[Start of Attachment]

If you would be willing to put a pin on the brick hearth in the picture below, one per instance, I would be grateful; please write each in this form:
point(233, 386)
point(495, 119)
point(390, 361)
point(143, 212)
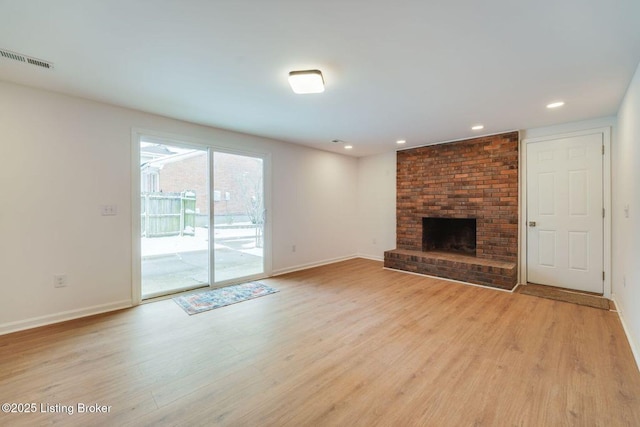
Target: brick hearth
point(476, 178)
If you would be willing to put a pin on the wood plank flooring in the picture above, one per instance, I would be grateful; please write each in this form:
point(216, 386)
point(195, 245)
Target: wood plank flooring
point(348, 344)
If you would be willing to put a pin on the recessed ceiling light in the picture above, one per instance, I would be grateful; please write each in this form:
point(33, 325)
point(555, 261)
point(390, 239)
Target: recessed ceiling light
point(555, 104)
point(306, 81)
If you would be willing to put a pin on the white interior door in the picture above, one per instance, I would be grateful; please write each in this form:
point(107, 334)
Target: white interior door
point(565, 213)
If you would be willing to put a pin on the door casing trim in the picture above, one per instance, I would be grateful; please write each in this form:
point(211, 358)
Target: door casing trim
point(606, 200)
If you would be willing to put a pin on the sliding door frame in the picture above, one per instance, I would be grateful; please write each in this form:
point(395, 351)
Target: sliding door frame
point(185, 141)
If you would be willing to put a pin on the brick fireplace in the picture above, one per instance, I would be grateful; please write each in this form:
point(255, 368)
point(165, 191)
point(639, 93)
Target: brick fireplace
point(457, 211)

[End of Attachment]

Using the listing above, return word for word each line from the one that has "point(195, 245)" through the one that has "point(395, 351)", and no line outside that range.

**Solution to the problem**
point(195, 245)
Target: wood plank flooring
point(348, 344)
If you would be willing to put a pin on the recessed ceiling light in the picture above, one per instance, I would be grateful; please write each in this form:
point(33, 325)
point(555, 261)
point(390, 239)
Target: recessed ceiling light
point(555, 104)
point(306, 81)
If you would be willing to put a pin on the white interior door in the picture above, one per instance, I would be grateful; please write each in this form:
point(107, 334)
Target: white interior door
point(565, 213)
If you would be willing to put a pin on the door casing trim in the picture above, one per instance, I would be grateful; please write each in this form:
point(211, 358)
Target: door casing trim
point(606, 200)
If you would be willing to put a pin on the sliding door frame in the picture above, one per instance, I would be grateful; please write each in this form:
point(395, 351)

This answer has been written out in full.